## Problem details
Write down, unchanged, the entries from the first line through the line holding "Mark a point on each instance of the blue pitcher". Include no other line.
BEGIN Dataset records
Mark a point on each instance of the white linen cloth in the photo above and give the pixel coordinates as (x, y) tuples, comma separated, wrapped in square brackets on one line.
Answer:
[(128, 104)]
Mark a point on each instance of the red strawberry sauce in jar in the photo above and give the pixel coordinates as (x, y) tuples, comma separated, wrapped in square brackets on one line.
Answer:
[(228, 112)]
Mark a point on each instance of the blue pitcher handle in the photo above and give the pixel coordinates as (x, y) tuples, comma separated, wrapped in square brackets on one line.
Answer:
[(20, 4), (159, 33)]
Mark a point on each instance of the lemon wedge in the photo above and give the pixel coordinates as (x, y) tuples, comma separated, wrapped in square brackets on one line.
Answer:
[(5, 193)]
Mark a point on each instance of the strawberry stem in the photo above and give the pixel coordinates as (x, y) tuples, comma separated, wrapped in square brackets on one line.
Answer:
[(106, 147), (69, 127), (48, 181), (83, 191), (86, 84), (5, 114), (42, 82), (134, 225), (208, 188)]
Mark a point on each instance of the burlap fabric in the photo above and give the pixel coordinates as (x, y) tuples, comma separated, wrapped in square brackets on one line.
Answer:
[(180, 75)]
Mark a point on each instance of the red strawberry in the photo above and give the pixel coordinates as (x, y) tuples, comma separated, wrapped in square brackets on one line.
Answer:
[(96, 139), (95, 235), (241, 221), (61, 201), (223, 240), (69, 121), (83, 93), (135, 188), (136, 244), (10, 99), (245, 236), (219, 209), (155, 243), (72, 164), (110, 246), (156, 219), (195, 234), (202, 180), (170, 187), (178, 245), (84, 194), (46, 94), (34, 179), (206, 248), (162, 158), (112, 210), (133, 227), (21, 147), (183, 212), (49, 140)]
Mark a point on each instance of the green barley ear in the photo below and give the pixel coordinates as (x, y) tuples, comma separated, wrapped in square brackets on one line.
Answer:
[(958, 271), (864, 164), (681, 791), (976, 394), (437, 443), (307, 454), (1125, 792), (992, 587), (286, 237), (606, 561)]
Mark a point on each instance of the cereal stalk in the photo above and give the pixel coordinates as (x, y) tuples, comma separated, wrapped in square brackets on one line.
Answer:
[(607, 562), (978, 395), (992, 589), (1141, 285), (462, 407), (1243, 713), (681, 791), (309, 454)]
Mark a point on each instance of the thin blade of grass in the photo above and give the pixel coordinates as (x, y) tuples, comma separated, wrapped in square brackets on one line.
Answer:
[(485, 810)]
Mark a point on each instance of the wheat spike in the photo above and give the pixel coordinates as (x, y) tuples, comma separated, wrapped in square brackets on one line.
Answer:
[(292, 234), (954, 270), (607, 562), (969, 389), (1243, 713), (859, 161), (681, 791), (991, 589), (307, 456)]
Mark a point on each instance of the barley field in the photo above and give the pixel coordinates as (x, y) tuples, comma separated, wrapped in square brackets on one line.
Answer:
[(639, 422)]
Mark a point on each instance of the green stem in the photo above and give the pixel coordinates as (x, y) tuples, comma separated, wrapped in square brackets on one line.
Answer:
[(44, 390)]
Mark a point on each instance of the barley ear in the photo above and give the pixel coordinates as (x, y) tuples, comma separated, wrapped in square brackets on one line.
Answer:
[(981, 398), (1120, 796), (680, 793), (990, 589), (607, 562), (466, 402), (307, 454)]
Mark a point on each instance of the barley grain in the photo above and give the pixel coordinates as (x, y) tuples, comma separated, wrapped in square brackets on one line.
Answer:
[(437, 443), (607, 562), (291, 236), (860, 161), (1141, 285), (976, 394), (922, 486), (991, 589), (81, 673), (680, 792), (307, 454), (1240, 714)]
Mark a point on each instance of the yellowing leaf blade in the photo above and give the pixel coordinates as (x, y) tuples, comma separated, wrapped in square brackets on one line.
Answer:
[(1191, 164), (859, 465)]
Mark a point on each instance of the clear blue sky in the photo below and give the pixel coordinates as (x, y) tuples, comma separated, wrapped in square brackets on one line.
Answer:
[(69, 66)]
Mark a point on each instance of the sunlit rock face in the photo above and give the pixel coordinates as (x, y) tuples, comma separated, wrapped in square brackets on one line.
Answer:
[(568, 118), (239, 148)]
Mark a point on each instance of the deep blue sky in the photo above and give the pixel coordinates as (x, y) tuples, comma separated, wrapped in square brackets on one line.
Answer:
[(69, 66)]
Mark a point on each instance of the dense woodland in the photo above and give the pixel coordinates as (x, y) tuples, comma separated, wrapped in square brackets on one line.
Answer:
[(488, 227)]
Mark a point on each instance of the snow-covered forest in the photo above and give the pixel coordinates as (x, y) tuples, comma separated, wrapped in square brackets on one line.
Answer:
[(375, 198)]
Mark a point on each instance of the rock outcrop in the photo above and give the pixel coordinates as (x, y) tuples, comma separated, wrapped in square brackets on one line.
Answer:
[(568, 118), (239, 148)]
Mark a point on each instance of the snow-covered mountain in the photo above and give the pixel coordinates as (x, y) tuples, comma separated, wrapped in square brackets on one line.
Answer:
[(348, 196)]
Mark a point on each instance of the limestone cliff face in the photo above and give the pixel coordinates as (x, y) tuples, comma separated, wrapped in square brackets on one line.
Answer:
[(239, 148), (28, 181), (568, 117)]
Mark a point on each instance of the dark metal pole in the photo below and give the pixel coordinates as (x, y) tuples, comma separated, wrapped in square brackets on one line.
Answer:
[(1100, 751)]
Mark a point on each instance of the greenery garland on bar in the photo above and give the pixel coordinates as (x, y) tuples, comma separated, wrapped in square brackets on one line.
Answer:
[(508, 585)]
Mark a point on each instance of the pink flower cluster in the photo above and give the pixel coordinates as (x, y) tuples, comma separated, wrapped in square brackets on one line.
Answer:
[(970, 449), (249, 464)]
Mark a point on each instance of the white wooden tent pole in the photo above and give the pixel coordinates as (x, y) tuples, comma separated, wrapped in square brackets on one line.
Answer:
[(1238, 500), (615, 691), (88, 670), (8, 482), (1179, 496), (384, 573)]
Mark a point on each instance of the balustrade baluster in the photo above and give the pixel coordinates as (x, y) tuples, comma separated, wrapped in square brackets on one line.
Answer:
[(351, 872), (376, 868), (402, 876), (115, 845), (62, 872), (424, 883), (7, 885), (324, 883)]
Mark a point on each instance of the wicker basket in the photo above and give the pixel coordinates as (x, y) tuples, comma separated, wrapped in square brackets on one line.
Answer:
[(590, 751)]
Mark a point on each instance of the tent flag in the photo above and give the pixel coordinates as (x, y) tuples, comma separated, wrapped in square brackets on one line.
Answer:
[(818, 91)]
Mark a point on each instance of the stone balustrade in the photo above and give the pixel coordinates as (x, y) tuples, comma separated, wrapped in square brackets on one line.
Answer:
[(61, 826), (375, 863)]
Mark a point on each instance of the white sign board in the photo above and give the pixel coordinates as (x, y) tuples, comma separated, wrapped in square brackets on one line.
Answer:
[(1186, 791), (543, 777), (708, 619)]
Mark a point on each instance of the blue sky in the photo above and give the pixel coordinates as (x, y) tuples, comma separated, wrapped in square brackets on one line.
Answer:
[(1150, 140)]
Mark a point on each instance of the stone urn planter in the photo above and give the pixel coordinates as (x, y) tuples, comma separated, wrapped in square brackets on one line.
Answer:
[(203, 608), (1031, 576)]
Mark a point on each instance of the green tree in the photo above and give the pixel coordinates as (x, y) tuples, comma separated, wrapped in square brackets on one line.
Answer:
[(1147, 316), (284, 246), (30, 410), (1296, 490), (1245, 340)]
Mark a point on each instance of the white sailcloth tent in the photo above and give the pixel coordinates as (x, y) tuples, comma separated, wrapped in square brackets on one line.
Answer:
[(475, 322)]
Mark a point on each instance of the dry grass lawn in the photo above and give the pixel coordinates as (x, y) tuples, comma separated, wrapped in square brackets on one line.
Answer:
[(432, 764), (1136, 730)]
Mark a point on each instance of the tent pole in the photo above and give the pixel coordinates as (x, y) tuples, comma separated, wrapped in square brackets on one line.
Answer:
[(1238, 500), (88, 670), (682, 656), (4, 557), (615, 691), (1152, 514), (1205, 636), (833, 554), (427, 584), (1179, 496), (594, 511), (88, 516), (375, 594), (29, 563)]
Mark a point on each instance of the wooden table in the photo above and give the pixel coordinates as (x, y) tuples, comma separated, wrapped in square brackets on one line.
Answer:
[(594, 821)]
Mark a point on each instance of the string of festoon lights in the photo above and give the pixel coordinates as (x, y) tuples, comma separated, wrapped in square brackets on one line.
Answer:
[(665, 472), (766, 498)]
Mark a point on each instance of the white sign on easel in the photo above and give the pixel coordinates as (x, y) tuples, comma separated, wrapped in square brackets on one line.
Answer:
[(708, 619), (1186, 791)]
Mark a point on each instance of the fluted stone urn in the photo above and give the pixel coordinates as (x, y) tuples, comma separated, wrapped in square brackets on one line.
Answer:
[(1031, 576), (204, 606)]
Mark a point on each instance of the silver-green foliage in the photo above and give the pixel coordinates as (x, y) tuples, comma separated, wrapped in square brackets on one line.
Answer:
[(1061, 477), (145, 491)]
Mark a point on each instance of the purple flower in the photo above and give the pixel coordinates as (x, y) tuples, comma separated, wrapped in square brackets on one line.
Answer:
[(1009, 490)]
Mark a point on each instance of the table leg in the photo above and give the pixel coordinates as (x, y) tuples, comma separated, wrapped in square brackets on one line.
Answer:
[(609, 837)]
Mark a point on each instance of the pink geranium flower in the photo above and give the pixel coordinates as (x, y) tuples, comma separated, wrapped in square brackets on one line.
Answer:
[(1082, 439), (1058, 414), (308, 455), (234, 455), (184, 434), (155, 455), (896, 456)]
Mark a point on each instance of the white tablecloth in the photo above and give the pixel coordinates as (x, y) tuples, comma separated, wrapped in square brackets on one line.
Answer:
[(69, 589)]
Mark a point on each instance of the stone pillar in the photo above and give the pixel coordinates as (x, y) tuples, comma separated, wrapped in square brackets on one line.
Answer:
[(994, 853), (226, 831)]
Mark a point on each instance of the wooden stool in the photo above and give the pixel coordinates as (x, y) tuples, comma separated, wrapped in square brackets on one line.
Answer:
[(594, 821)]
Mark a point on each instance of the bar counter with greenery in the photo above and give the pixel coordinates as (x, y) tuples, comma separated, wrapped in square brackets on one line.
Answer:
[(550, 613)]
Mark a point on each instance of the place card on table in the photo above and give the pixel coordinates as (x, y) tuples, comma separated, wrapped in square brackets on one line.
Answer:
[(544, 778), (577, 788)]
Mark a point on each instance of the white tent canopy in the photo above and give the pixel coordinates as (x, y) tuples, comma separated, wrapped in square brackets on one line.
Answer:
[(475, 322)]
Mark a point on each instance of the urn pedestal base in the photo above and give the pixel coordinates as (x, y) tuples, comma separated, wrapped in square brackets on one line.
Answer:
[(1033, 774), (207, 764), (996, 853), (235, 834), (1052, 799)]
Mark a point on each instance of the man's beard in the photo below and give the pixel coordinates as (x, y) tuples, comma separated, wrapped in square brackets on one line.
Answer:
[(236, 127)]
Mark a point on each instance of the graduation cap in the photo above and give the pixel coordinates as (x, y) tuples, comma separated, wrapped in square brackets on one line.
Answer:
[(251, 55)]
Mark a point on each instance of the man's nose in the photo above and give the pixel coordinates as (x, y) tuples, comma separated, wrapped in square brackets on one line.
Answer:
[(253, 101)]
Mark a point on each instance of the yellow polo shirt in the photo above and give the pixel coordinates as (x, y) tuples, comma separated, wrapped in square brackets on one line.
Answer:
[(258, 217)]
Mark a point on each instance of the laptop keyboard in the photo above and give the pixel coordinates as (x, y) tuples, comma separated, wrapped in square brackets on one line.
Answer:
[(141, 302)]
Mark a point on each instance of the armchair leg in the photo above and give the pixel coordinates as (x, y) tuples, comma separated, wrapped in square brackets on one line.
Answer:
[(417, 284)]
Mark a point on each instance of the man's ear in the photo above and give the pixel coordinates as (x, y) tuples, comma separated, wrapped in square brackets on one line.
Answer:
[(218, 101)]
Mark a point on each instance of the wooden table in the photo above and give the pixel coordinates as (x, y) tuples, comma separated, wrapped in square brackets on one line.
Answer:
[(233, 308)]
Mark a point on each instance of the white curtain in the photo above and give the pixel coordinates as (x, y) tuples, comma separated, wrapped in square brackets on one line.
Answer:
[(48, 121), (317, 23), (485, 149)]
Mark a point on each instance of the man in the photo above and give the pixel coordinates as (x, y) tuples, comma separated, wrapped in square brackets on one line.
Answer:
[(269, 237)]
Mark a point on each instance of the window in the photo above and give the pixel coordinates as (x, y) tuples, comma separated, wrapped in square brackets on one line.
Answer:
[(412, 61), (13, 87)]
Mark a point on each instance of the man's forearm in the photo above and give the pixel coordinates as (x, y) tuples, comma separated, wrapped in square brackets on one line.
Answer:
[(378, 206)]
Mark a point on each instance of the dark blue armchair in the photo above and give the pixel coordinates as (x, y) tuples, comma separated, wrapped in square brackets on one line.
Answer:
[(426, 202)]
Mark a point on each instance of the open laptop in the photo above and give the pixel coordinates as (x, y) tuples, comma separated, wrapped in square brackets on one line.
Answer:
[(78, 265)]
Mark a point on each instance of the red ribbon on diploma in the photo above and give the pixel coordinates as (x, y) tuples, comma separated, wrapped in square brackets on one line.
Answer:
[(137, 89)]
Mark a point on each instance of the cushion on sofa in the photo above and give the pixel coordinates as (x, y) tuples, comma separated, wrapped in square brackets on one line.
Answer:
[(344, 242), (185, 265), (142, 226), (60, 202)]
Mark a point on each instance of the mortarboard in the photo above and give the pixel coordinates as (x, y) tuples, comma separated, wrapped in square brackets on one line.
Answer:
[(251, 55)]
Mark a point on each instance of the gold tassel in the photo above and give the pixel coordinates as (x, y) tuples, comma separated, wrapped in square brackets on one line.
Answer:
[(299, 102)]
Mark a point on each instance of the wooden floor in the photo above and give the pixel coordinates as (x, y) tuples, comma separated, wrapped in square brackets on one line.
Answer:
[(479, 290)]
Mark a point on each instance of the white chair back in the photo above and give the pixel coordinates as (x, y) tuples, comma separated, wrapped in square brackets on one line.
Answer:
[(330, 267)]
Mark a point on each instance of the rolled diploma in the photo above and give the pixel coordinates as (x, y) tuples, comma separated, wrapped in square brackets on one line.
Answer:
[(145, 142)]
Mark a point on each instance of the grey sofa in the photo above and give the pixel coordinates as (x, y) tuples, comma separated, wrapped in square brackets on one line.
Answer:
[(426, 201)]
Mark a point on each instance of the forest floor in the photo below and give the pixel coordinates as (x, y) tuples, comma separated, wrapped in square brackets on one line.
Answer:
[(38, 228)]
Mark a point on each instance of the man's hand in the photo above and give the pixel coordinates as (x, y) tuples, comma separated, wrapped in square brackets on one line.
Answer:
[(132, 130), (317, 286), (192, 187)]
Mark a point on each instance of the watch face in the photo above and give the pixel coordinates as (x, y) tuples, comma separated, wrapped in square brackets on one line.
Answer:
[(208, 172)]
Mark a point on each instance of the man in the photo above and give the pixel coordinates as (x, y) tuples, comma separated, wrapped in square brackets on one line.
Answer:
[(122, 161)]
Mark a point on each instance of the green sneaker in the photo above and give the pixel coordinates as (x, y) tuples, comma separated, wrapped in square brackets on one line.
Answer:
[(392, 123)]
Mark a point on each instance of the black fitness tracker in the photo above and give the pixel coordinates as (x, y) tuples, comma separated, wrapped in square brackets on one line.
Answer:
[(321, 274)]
END Dataset records
## Exercise answer
Mark a point on each instance of the white linen cloth in the photo above and give the pixel coordinates as (x, y) tuples, comma separated, wrapped in square brackets on one line.
Answer:
[(128, 104)]
Mark a point on each instance of the red strawberry sauce in jar in the photo above and give the pixel coordinates as (x, y) tuples, comma separated, wrapped in square brackets on one line.
Answer:
[(228, 112)]
Mark a point on each instance of the blue pitcher handle in the photo above and give the pixel coordinates as (x, y) tuples, comma separated, wrapped in square brackets on one line.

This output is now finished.